• Fragmento para leer:

============================================================

Quizás el secreto de la oración y de la santidad de vida esté envuelto en la petición divina de escuchar- escuchar Su presencia silenciosa- esa presencia que penetra nuestro ser y nos conserva la existencia; esa presencia que llena las almas de amor y serenidad; esa presencia que nos fortalece cuando nos sentimos débiles.
Hemos olvidado cómo detenernos: nos come el deseo de estar en marcha.
Hemos olvidado cómo quedarnos quietos: nos come el deseo de estar en movimiento.
Hemos olvidado cómo escuchar: nos come el deseo de ser escuchados.
No importa dónde o con quién estemos, podemos siempre decir como Jacob: "Verdaderamente está Yahvé en este lugar y yo no lo sabía" (Gn 28,16).
Él no está tan lejos de nosotros como pensamos, pues siempre caminamos en Su presencia; Él vive por la gracia en el centro de nuestras almas.
Percibimos el silencio de Su presencia en la quietud de la noche, en la oscuridad de nuestras almas y en los corazones de nuestros prójimos.

============================================================

• Información proporcionada:
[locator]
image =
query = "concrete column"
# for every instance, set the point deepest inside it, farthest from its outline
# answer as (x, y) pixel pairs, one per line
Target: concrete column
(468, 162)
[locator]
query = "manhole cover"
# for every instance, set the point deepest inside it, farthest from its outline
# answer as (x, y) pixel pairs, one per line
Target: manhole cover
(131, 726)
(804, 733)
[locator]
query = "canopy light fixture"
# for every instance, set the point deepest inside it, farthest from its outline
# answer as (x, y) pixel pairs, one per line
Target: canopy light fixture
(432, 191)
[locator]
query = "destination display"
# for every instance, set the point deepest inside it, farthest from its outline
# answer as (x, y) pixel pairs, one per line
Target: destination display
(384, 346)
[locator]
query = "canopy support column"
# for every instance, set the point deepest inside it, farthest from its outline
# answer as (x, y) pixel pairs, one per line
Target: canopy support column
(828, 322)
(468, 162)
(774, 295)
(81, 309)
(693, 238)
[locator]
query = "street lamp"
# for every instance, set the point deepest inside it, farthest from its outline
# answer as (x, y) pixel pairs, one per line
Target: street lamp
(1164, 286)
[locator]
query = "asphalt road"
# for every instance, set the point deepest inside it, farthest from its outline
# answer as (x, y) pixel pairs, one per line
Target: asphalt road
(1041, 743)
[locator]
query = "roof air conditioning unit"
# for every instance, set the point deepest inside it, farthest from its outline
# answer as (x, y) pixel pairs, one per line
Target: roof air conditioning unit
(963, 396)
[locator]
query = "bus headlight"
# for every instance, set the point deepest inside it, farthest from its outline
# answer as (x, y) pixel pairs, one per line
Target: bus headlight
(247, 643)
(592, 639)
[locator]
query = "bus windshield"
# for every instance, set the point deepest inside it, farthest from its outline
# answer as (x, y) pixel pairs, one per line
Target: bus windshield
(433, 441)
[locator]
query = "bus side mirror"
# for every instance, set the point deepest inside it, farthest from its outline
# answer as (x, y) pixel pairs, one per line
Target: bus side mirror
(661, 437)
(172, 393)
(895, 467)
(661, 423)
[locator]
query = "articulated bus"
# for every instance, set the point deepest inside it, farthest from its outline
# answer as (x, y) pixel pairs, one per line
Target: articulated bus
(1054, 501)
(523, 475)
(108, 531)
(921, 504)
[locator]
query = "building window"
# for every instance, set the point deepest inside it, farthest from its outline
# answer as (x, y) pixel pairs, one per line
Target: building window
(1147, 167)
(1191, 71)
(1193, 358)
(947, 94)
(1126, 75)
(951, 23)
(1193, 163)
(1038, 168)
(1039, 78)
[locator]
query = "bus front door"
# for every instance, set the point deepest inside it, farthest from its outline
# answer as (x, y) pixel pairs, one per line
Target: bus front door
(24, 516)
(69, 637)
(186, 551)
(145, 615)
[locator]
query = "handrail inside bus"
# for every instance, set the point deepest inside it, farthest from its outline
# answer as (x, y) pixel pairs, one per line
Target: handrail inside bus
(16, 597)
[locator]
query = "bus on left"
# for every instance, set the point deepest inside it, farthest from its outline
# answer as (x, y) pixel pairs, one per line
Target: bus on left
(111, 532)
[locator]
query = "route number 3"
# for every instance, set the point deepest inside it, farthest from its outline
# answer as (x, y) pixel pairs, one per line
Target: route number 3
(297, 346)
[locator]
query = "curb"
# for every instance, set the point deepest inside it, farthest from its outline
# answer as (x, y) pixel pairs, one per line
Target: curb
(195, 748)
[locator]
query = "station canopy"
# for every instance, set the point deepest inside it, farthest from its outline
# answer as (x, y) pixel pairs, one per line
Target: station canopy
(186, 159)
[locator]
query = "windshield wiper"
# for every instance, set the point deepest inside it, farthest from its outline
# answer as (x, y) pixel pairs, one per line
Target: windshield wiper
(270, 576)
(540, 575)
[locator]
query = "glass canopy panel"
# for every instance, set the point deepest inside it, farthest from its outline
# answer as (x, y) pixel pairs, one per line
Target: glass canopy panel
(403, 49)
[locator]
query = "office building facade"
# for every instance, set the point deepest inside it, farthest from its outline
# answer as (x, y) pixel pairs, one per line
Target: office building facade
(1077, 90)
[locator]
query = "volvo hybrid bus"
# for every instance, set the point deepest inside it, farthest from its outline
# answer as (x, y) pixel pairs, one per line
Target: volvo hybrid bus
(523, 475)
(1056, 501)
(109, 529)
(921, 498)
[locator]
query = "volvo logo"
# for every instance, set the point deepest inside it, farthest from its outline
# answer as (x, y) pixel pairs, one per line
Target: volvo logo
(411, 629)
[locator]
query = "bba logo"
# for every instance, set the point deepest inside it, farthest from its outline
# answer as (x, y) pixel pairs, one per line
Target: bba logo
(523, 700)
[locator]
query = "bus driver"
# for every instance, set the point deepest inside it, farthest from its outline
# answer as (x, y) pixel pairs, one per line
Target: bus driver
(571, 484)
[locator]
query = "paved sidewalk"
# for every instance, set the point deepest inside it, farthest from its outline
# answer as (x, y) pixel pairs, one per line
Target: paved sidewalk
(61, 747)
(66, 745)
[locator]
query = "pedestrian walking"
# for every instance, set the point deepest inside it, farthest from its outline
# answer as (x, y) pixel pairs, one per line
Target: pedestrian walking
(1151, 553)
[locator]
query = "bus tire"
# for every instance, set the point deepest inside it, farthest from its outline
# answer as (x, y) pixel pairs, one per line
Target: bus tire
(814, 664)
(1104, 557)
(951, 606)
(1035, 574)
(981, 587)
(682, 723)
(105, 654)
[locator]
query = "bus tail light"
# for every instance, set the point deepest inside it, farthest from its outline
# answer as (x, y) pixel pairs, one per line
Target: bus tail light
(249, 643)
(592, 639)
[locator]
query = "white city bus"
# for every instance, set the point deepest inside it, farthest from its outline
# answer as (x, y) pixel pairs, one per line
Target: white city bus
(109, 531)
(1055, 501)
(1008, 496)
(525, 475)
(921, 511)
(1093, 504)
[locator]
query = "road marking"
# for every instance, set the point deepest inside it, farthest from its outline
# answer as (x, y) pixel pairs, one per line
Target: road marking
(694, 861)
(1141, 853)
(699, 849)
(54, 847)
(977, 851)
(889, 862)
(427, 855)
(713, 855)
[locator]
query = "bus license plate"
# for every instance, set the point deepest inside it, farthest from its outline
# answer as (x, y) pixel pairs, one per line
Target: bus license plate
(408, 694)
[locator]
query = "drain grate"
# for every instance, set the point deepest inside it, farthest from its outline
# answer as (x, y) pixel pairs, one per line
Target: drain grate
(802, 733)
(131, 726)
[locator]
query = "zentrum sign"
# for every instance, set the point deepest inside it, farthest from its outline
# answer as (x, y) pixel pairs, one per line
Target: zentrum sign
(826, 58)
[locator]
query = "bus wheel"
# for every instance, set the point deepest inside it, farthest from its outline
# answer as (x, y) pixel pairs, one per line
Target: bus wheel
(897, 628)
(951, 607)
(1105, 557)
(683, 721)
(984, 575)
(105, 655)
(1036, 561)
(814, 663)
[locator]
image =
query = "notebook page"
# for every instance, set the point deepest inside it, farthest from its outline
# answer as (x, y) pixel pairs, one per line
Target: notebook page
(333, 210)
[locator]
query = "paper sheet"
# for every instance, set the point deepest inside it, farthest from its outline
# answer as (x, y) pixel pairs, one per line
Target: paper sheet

============================================================

• Instrucciones y requisitos: Según el fragmento sobre la presencia silenciosa, ¿por qué Él no está tan lejos de nosotros como pensamos? Responde en una a tres oraciones.

• Resultado del ejercicio: Porque siempre caminamos en Su presencia. Además, Él vive por la gracia en el centro de nuestras almas.